■ Problem
Within the data that follows, set down exactly the lines from the one containing "Return one point per instance of the wall" through the one containing "pixel 87 21", both ends included.
····················
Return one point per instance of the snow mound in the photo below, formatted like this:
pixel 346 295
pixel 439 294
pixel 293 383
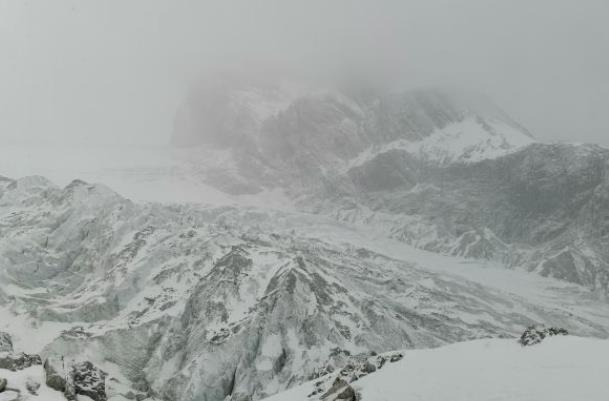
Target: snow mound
pixel 561 368
pixel 468 141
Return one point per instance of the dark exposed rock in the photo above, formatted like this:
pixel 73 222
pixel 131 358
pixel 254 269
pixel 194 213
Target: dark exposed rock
pixel 55 373
pixel 6 343
pixel 15 362
pixel 340 391
pixel 90 381
pixel 535 335
pixel 32 385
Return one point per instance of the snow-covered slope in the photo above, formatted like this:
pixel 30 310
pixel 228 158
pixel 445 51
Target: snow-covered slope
pixel 559 369
pixel 187 302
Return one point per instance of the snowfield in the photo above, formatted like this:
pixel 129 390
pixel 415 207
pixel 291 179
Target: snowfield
pixel 559 369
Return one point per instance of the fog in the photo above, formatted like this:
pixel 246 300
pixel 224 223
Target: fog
pixel 115 71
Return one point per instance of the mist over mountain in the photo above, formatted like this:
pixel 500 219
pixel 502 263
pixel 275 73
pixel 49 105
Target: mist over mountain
pixel 316 201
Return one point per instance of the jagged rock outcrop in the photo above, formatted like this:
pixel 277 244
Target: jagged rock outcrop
pixel 89 380
pixel 536 334
pixel 193 303
pixel 18 361
pixel 55 373
pixel 6 342
pixel 32 385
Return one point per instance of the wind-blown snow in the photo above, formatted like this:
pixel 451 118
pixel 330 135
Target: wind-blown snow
pixel 470 140
pixel 559 369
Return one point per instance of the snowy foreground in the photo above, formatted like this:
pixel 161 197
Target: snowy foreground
pixel 561 368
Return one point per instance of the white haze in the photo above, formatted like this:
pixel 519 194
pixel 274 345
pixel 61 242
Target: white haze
pixel 114 71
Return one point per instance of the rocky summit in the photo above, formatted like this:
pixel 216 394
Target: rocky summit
pixel 414 219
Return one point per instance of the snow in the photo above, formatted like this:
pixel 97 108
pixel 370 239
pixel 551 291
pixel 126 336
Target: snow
pixel 142 174
pixel 17 380
pixel 559 369
pixel 470 140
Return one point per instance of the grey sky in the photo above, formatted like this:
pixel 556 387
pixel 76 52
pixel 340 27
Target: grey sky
pixel 114 71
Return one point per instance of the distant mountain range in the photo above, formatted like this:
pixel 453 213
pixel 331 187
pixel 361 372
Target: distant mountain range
pixel 411 220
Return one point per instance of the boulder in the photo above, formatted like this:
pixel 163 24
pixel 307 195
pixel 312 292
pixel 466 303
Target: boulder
pixel 90 381
pixel 32 385
pixel 535 334
pixel 15 362
pixel 340 391
pixel 6 342
pixel 55 373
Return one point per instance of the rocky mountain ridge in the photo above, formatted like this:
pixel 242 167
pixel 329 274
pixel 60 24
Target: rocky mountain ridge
pixel 189 303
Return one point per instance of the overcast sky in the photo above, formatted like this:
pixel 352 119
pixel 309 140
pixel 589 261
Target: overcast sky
pixel 114 71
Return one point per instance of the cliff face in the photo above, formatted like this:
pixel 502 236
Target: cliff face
pixel 191 303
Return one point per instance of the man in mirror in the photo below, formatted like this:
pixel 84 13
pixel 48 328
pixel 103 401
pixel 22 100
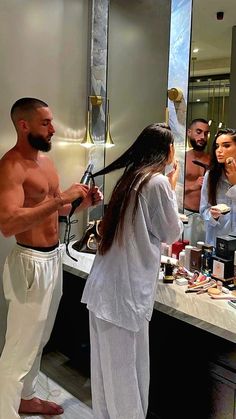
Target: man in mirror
pixel 196 163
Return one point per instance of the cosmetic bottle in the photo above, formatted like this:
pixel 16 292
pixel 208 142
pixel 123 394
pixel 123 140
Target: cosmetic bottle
pixel 182 258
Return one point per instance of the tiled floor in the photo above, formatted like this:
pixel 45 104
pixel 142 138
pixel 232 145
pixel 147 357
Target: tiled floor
pixel 61 370
pixel 73 408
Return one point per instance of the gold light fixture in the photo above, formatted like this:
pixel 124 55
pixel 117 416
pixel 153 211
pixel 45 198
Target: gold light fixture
pixel 87 140
pixel 108 140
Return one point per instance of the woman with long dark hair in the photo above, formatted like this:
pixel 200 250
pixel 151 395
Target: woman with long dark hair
pixel 120 290
pixel 217 187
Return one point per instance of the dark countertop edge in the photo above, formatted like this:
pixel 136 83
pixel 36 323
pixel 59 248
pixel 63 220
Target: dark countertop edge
pixel 75 271
pixel 208 327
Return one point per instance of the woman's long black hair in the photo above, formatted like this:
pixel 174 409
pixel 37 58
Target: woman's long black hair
pixel 146 156
pixel 216 168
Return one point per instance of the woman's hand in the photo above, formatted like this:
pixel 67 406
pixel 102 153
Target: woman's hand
pixel 174 174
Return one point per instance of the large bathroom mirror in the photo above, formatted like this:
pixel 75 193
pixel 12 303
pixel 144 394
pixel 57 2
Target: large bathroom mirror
pixel 209 82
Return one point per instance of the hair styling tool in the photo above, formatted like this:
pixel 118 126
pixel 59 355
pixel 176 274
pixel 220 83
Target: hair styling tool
pixel 85 181
pixel 87 176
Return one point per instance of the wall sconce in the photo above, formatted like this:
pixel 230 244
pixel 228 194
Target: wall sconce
pixel 87 140
pixel 108 140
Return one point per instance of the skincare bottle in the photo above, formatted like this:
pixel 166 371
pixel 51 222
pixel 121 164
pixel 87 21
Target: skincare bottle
pixel 168 277
pixel 182 258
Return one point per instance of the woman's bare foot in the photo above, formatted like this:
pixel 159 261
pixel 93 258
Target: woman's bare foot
pixel 42 407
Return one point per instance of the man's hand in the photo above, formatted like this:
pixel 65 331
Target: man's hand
pixel 77 190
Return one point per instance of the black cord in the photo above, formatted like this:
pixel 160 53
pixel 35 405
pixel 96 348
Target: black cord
pixel 69 237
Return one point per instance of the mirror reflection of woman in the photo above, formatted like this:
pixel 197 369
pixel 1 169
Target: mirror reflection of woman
pixel 120 290
pixel 218 187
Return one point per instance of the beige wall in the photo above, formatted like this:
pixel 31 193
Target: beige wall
pixel 43 49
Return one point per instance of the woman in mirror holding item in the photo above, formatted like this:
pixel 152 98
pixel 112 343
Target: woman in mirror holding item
pixel 120 290
pixel 218 195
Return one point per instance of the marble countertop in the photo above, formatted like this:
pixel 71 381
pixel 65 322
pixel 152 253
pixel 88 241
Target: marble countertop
pixel 214 316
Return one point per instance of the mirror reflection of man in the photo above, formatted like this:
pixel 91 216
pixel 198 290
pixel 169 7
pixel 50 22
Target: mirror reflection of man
pixel 198 133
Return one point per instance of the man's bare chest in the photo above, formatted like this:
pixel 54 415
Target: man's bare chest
pixel 39 185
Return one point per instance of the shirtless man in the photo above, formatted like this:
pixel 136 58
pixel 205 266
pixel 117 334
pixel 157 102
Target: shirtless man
pixel 30 202
pixel 198 134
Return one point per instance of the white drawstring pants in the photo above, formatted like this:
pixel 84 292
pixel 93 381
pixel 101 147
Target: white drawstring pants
pixel 119 370
pixel 32 282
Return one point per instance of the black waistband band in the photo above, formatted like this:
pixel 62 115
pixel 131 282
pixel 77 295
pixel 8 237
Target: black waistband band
pixel 40 249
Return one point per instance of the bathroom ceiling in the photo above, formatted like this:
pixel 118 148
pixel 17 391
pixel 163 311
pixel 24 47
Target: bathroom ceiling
pixel 212 36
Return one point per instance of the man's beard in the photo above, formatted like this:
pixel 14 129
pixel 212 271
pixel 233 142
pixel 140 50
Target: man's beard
pixel 197 147
pixel 38 142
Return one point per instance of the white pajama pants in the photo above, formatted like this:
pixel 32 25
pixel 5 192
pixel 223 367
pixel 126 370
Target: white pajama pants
pixel 119 370
pixel 32 282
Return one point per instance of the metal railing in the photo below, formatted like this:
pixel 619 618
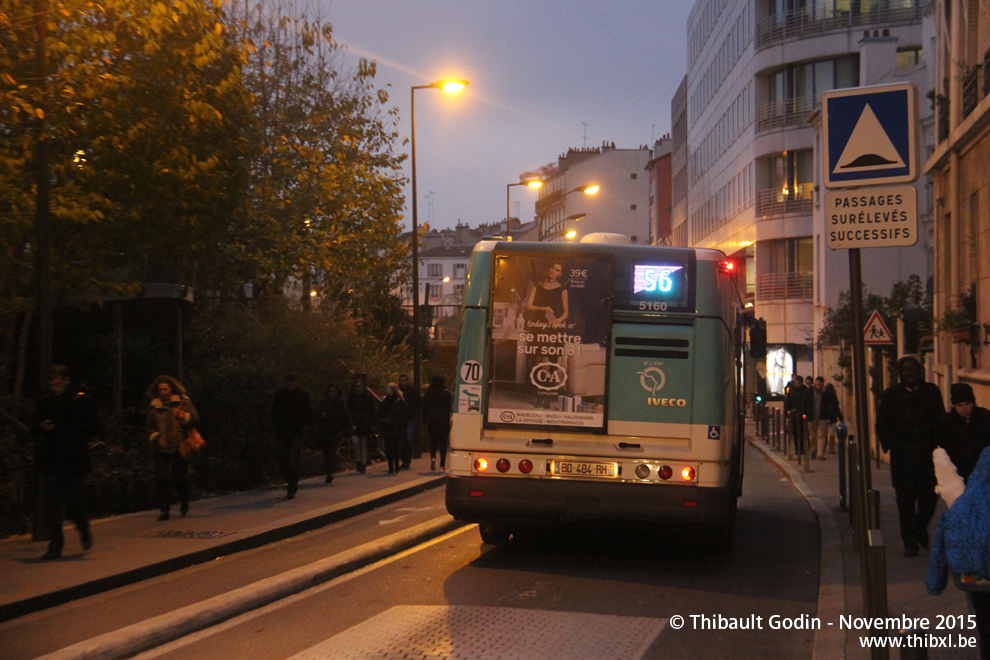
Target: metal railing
pixel 782 286
pixel 821 19
pixel 785 200
pixel 785 112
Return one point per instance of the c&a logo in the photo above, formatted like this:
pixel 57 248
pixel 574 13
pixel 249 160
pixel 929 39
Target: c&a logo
pixel 548 376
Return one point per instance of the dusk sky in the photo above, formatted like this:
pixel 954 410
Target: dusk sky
pixel 545 75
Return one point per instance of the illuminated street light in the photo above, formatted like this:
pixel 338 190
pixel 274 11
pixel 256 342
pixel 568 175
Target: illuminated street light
pixel 449 85
pixel 588 189
pixel 532 183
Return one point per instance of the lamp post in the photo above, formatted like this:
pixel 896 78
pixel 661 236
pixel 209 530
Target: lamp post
pixel 589 189
pixel 450 86
pixel 532 183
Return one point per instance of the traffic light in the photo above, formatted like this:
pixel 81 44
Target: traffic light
pixel 758 339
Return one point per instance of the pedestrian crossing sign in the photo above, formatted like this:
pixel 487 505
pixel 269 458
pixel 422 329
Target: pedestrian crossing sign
pixel 876 331
pixel 870 135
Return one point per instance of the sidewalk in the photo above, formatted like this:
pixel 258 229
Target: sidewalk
pixel 134 547
pixel 906 593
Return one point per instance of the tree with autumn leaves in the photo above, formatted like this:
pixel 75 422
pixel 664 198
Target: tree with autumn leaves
pixel 215 144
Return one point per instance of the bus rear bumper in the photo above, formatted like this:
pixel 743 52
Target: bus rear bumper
pixel 508 501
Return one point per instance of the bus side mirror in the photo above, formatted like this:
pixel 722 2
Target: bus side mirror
pixel 758 339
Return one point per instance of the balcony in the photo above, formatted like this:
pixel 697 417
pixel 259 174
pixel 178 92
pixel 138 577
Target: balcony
pixel 784 113
pixel 782 286
pixel 785 200
pixel 818 20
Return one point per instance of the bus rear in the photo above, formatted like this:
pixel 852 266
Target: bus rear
pixel 596 383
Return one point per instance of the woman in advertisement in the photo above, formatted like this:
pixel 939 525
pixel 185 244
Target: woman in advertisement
pixel 546 304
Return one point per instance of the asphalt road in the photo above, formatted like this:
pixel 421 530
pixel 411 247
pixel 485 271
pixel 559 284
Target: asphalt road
pixel 564 593
pixel 55 628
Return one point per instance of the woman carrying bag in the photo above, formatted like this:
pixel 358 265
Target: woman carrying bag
pixel 170 417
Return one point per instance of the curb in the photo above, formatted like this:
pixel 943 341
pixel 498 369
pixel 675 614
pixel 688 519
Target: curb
pixel 173 625
pixel 830 642
pixel 299 526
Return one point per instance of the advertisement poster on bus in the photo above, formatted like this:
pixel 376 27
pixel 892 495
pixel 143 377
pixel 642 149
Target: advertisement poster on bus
pixel 550 324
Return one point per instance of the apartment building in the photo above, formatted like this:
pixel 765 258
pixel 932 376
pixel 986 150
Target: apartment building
pixel 961 182
pixel 746 171
pixel 621 204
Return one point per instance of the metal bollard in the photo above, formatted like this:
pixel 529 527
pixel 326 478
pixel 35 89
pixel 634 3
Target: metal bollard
pixel 873 508
pixel 843 504
pixel 787 435
pixel 875 589
pixel 765 414
pixel 853 495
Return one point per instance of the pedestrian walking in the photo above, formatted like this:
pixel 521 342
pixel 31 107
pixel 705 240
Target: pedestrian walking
pixel 436 417
pixel 292 412
pixel 170 416
pixel 823 410
pixel 392 425
pixel 796 405
pixel 411 396
pixel 962 545
pixel 907 420
pixel 363 409
pixel 332 421
pixel 964 431
pixel 64 422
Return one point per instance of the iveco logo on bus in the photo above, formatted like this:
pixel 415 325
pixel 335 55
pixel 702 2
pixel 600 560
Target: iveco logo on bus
pixel 548 376
pixel 652 379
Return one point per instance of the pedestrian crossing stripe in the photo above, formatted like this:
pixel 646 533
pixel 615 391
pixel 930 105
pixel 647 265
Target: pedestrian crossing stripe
pixel 870 135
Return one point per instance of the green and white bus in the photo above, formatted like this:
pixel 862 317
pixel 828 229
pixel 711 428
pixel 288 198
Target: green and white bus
pixel 597 382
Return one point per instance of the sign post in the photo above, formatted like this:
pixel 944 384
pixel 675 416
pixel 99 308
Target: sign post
pixel 869 142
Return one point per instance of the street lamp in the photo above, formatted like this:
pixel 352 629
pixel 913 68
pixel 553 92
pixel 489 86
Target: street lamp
pixel 589 189
pixel 572 234
pixel 447 86
pixel 532 183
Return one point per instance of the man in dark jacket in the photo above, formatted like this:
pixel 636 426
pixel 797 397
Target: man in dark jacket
····················
■ Result
Return one point per instance of the wall sconce in the photo above, formatted like this:
pixel 230 244
pixel 228 194
Target: wall sconce
pixel 87 140
pixel 108 140
Return one point per instance of the skincare bottle in the photo above, formatted like this:
pixel 166 371
pixel 51 222
pixel 121 164
pixel 87 21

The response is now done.